▶ [I compiti]:
a) In base al testo su Venezia, spiega in una-tre frasi perché il Terzo Millennio sarebbe fatto su misura per la città.
b) Riprendi il testo su Venezia dal punto in cui si interrompe e proseguilo.

▶ [Testo riportato]:
1994 settembre 18 E pensare che è la città del Duemila

1994 settembre 18 – E pensare che è la città del Duemila

Fate morire una volta per tutte Venezia e non se ne parli più, amen. Una suprema eutanasia sulle note di
Vivaldi prima che la quotidianità la uccida nel peggiore dei silenzi: quello dell’indifferenza. Noi non
siamo pessimisti, anzi, crediamo che tutto sia ancora possibile. Addirittura siamo convinti che, sulla
carta, il Terzo sia il Millennio fatto su misura per Venezia. La Ferrovia e la Stazione Marittima furono
l’Ottocento, Marghera il Novecento. Il Duemila è l’informatica, l’elettronica, il computer, il sapere, il
lavoro a distanza, la scienza soft, lo sviluppo che produce non capannoni ma grandi masse
d’informazione. Fine degli spazi, inizio del tempo sostenibile dall’ambiente. Muore il mondo hard e
Venezia l’Unica diventa uguale, può anche produrre, tenere il passo della concorrenza, stare sul mercato.
La tecnologia la rende tutt’altro che vecchia: è il suo insperato elisir di lunga vita. La nuova fabbrica
potrebbe abitare anche a Palazzo Ducale. Ma la cosa non sembra interessare nessuno. Forse qualcuno
pensa che lo stesso Gazzettino sia un reperto di Venezia e che parli con lo stesso linguaggio delle pietre.

▶ [Righe di dati]:
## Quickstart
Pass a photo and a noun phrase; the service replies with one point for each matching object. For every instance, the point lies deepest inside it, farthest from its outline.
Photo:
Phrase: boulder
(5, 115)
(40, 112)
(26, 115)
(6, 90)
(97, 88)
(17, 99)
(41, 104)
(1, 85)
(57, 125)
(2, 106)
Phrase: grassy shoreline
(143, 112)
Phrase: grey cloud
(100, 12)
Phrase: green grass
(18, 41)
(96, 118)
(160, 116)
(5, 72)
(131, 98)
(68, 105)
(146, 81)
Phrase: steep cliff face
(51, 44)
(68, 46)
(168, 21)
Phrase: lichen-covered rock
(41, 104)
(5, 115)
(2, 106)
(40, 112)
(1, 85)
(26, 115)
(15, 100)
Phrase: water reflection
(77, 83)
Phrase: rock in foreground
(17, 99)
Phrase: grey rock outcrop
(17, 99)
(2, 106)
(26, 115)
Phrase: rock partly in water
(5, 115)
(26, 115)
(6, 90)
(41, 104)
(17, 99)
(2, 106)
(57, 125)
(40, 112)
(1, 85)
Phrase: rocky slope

---

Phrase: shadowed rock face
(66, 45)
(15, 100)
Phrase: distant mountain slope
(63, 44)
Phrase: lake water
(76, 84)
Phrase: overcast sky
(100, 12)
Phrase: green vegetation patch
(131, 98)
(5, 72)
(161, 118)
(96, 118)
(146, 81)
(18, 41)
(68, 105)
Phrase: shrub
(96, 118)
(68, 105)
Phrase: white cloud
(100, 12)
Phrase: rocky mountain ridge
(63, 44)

▶ [Risposte ai compiti]:
a) Il Duemila coincide con l'informatica, il lavoro a distanza e uno sviluppo che produce grandi masse d'informazione anziché capannoni, segnando la fine degli spazi. Con la morte del mondo hard, Venezia diventa uguale alle altre città: può produrre, tenere il passo della concorrenza e stare sul mercato. La tecnologia è così il suo insperato elisir di lunga vita.

b)
Muto. Fatto sta che Venezia insegue il Duemila con l’esodo degli uomini e gli appelli delle Istituzioni.
L’unico genere che non conosce crisi è la litania, l’istinto di Morte, gondole nere come prefiche. Amata
dal mondo che non la può amministrare. Finanziata dall’Italia che non sa governarla. Esibita dai veneti
più come cartolina che come patrimonio. Amministrata da troppi veneziani quale rendita. Venezia non
muore perché delicata, per rigetto da modernità. Se muore, lo deve soltanto a una civiltà che non la merita
più. O meglio, una civiltà che non è più tale, che non ha e che non consegnerà memoria di sé. L’ottusità
impedisce di vedere che Venezia è anche laboratorio, luogo per innovare la cultura della qualità. E del
vivere. Non è morta Venezia, è morto dentro chi non si accorge che, come città del nostro tempo, essa
deve e può vivere.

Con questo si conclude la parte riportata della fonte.